------ Document extract ------

TRURO — The town’s popular and affordable summer day camp will be able only to take children of Truro residents this year, the result of a failure to attract enough camp counselors.
Usually, the town finds 15 full-time counselors to work with 100 or more campers from Truro and surrounding towns. This year, there are only three returning staff, and there were just two applications from potential new employees, said Damion Clements, the beach and recreation director.
The problem, Clements said, is the continuing shortage of available and affordable housing. And it’s not just an impediment for hourly workers like counselors, who are paid $15 to $18 an hour. Truro’s municipal staff is down by 11 employees. That includes three police officers and a finance director-treasurer-tax collector position, currently advertised at a salary of up to $125,000 a year, said Town Manager Darrin Tangeman. It’s been vacant for over a year.
Some people have accepted jobs, then either failed to secure housing or found that their rent was too expensive to make the job worthwhile, Clements said.
Clements first posted the summer jobs in March, with a March 31 application deadline, he said. When few applications appeared, the jobs were advertised and reposted twice more. Friday, May 28 was the third deadline for applicants, he said. Advertising in the Cape Cod Times, as well as on Facebook and Twitter, and at job fairs through Nauset Regional High School and Barnstable County didn’t really help. As an incentive, the town is now offering a $500 “vaccination bonus” to full-time staff who are vaccinated, Tangeman said.
“This has been enlightening and alarming,” said select board chair Robert Weinstein at a recent meeting. “The housing issue has gone from a crisis to a disaster.”
Losing much of the Truro summer camp program imposes a double whammy. Less child care means fewer working parents.
“It’s a vicious cycle,” Weinstein said. “The summer program gave certainty to parents that their children had something to do in the summer, so the parents could join the work force. I see this ballooning. That should get everyone’s attention.”
Meanwhile, the town is trying to hire three police officers. One officer recently retired and two have taken higher-paying jobs in other police depts., said Chief Jamie Calise. The town is also trying to recruit one full-time firefighter, a dog officer, a public safety dispatcher, an assistant recreation director, several dept. of public works employees, and a new director of finance.

------

Actions to take:
**a.** Rewrite the paragraph beginning "The problem, Clements said" from the Truro camp article as a short bulleted list that keeps its main facts.
**b.** Answer these questions using the Truro camp article, one answer per line, marked to match:
(i) What hourly pay range do the camp counselors earn?
(ii) What incentive is the town now offering vaccinated full-time staff?
(iii) Why did two of the police officers leave?
**c.** List every position the town is trying to fill according to the paragraph of the Truro camp article that begins "Meanwhile, the town is trying".

------ Dataset extract ------

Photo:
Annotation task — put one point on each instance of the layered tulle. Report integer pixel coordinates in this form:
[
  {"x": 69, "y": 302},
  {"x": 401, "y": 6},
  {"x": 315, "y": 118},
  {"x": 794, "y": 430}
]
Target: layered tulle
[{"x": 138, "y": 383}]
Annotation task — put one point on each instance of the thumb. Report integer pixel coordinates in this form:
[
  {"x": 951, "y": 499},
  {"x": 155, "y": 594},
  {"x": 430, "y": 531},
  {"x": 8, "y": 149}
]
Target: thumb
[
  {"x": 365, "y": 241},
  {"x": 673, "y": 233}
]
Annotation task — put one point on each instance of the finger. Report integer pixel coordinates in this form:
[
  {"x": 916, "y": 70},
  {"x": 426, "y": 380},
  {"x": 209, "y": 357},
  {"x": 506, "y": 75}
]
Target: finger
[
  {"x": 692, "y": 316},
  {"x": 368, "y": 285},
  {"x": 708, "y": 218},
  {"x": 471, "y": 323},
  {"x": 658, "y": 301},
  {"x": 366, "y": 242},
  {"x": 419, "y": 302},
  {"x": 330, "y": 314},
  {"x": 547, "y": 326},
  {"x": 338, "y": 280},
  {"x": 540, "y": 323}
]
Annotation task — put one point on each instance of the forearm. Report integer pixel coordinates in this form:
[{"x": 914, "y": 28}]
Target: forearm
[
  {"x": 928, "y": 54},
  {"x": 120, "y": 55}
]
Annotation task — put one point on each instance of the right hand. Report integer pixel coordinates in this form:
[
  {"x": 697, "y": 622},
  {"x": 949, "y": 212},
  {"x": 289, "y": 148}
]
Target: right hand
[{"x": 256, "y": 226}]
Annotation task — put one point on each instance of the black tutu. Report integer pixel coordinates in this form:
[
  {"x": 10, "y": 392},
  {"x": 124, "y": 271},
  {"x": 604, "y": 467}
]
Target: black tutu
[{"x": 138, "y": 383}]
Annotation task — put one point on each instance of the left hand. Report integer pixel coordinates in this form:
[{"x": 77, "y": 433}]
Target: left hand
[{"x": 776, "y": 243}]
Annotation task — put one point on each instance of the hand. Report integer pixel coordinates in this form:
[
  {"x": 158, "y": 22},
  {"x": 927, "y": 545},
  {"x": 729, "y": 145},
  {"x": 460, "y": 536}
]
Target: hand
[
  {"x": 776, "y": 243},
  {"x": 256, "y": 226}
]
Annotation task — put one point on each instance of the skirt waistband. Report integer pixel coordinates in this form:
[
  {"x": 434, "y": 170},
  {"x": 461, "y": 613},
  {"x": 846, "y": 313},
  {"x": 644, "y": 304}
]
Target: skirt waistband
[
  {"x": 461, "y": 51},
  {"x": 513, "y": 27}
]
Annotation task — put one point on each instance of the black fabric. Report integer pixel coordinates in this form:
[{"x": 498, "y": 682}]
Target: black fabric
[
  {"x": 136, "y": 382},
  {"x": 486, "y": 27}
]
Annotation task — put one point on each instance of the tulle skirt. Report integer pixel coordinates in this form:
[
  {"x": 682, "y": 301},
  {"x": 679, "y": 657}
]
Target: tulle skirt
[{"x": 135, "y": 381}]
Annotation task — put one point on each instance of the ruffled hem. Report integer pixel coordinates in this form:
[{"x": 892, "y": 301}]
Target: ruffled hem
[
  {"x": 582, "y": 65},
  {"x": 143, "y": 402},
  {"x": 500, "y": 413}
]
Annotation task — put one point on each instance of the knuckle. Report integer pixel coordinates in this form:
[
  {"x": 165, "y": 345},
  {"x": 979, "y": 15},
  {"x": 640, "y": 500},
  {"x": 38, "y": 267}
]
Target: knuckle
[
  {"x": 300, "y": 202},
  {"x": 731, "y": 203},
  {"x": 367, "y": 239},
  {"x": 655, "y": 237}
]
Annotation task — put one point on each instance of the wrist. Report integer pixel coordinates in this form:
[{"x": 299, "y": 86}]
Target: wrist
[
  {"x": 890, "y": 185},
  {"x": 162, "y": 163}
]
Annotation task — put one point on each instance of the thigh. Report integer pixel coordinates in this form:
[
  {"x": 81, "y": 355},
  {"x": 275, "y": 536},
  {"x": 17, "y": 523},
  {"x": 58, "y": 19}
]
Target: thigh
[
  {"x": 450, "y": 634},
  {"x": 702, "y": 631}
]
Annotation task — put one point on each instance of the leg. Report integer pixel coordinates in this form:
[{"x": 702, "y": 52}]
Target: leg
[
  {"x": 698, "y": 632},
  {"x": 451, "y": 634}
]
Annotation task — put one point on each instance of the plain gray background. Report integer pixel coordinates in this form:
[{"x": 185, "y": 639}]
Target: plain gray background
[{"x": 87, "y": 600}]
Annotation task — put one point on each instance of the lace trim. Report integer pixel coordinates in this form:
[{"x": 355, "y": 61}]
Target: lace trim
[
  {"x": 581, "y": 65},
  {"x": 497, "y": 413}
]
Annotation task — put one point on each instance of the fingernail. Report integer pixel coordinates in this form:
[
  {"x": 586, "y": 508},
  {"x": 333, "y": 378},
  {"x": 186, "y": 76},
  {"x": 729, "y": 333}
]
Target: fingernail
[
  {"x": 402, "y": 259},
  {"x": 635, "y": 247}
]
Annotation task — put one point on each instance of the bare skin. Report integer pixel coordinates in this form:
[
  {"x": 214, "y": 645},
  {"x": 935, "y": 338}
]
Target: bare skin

------

Replies:
**a.**
- Clements blames the continuing shortage of available, affordable housing.
- The shortage affects hourly workers such as counselors, who earn $15 to $18 an hour, and other workers too.
- Truro's municipal staff is down by 11 employees, according to Town Manager Darrin Tangeman.
- The vacancies include three police officers and a finance director-treasurer-tax collector.
- The finance post is advertised at up to $125,000 a year and has been vacant for over a year.

**b.**
(i) $15 to $18 an hour.
(ii) A $500 "vaccination bonus."
(iii) They took higher-paying jobs in other police departments.

**c.**
- Three police officers
- One full-time firefighter
- A dog officer
- A public safety dispatcher
- An assistant recreation director
- Several department of public works employees
- A new director of finance